* _Direction_
Find the line containing "Reviewer note: check that each instance of the dry" in the material below; copy that line and all following lines exactly.

______________________________

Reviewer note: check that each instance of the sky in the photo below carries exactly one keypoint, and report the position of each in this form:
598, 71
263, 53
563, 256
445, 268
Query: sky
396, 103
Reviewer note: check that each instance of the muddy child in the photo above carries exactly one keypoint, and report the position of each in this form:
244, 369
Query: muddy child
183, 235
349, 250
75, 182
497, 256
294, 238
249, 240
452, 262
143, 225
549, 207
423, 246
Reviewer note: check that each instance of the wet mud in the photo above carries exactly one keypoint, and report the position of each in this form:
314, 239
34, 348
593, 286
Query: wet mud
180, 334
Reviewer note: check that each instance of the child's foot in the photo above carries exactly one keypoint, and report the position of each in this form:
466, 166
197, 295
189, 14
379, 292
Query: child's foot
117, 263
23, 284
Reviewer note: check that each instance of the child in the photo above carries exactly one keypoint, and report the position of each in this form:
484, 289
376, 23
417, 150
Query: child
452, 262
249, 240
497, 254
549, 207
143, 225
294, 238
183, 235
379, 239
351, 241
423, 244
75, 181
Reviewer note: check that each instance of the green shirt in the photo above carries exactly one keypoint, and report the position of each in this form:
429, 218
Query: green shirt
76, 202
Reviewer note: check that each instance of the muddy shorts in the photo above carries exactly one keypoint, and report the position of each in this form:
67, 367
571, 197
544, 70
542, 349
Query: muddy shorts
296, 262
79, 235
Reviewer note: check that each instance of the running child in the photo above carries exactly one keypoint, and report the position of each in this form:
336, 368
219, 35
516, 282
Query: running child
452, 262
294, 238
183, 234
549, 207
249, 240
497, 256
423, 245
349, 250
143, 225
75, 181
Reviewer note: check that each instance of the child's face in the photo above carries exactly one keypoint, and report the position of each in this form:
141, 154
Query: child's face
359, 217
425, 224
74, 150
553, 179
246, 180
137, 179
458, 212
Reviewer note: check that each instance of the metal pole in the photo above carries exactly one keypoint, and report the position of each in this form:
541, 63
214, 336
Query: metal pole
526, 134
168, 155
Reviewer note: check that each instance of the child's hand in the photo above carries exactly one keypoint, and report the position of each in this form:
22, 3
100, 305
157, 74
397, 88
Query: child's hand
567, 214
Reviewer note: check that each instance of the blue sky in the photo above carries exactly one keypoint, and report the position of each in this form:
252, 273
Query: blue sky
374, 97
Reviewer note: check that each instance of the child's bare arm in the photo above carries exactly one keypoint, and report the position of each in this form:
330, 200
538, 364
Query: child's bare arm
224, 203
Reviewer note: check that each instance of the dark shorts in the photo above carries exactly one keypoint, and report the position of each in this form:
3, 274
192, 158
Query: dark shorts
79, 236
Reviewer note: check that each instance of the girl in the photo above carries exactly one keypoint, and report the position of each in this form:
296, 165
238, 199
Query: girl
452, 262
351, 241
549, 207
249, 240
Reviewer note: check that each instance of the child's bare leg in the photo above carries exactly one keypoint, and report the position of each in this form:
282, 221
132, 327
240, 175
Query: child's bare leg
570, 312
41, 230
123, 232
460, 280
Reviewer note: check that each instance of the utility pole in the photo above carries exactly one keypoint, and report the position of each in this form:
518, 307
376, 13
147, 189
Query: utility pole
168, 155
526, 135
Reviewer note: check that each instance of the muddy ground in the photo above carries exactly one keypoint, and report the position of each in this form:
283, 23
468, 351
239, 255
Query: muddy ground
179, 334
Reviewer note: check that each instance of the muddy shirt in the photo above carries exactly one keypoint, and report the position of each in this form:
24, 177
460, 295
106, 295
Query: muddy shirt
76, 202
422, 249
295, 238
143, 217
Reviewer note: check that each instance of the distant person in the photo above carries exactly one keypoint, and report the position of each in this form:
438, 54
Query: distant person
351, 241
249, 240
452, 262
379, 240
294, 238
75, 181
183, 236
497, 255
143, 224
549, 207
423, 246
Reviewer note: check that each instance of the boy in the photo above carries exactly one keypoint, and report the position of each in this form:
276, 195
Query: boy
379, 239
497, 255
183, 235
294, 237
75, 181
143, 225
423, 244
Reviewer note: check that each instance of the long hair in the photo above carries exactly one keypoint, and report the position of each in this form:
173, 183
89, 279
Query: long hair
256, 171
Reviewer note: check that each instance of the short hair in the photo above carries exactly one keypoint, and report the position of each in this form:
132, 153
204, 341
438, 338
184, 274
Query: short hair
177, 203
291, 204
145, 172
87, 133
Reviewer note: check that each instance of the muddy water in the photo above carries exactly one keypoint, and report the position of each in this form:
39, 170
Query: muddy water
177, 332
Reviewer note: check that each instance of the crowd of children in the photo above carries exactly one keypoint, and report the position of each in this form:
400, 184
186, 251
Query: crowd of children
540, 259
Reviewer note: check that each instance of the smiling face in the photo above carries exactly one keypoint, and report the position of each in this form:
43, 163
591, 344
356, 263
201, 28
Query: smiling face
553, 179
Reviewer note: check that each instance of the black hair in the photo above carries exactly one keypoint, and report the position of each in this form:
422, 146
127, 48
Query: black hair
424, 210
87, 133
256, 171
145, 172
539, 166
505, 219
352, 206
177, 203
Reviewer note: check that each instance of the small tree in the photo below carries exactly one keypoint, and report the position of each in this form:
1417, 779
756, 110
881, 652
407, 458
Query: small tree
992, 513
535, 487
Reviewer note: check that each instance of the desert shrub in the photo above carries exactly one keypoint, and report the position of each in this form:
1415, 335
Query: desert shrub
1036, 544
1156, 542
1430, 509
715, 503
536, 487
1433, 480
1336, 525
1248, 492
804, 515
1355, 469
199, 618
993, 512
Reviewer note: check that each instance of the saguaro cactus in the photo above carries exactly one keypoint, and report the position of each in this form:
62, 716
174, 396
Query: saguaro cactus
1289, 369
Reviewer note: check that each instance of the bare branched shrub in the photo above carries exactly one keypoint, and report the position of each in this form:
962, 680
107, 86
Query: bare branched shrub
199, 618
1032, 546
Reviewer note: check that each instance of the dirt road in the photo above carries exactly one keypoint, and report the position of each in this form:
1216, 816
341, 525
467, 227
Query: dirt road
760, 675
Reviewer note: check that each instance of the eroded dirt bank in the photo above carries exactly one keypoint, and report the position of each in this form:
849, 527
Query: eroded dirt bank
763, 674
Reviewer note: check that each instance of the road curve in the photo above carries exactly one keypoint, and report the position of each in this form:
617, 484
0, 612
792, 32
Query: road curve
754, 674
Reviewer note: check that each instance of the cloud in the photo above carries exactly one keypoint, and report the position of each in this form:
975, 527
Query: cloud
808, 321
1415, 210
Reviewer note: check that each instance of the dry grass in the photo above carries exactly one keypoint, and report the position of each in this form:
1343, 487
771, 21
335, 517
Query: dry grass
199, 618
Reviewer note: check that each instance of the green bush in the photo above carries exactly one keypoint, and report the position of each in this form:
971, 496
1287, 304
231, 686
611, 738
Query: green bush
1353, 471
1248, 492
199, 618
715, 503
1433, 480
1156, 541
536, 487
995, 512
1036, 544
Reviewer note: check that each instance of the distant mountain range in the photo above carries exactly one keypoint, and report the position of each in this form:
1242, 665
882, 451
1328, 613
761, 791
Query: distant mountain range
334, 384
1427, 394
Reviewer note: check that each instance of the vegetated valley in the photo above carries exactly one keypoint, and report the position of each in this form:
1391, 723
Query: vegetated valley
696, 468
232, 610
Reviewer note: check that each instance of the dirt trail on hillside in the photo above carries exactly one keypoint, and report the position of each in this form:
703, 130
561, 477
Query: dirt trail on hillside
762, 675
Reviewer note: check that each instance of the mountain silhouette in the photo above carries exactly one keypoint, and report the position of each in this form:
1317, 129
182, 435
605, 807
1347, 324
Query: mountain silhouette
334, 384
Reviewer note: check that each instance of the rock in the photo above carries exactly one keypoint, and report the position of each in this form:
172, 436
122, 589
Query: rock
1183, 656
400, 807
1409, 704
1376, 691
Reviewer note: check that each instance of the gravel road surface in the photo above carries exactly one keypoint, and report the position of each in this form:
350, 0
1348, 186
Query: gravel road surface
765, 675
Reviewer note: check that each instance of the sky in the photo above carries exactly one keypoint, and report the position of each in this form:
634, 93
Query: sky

______________________________

* _Complete answer_
Reviewer note: check that each instance of the dry grass in the photo above carries exactly one keypoint, and report the position of each in this form:
1343, 487
771, 21
335, 517
Query: dry grass
199, 618
Reviewer note: check that each instance of the green bush in the photo above carries exactly one keypoint, and report the position of each in this form:
971, 496
1287, 304
231, 686
611, 738
Query: green bush
1353, 471
1248, 492
199, 618
715, 503
1433, 480
1156, 541
536, 487
995, 512
1036, 544
Reviewer note: check that each instance of the distant mountain range in the photo above carries exactly one keypoint, and report the position of each in this form:
1242, 665
882, 451
1328, 613
761, 791
Query: distant mountain range
334, 384
1427, 394
Reviewer note: check that each instance of the vegetated valley in the photo above carries exactly one keypoint, and report the position of each in this form:
1391, 723
Query: vegetated valley
696, 468
232, 610
Reviewer note: check that each instance of the dirt trail on hillside in the photo above carries exactly one keypoint, and report the position of each in this form:
703, 130
561, 477
Query: dirt trail on hillside
762, 675
Reviewer note: check that each instance of the mountain silhouette in the photo above carries exactly one keypoint, and report the position of each in this form:
1317, 129
182, 435
605, 807
1347, 324
Query: mountain silhouette
334, 384
Reviewer note: check that each instance of the rock in the photo above carries exactly one keypoint, and report the position of each in this form:
172, 436
122, 589
Query: rock
1183, 656
400, 807
1409, 704
1376, 691
Reviewer note: check that each instance of the gravel road surface in the photo above carries exactly one keypoint, and report the position of each in this form:
350, 0
1348, 186
Query: gravel road surface
765, 675
Reviewer note: check that each instance of the sky in the photo above carries exactly one keypoint, and report the position of each in this form:
634, 93
Query: sky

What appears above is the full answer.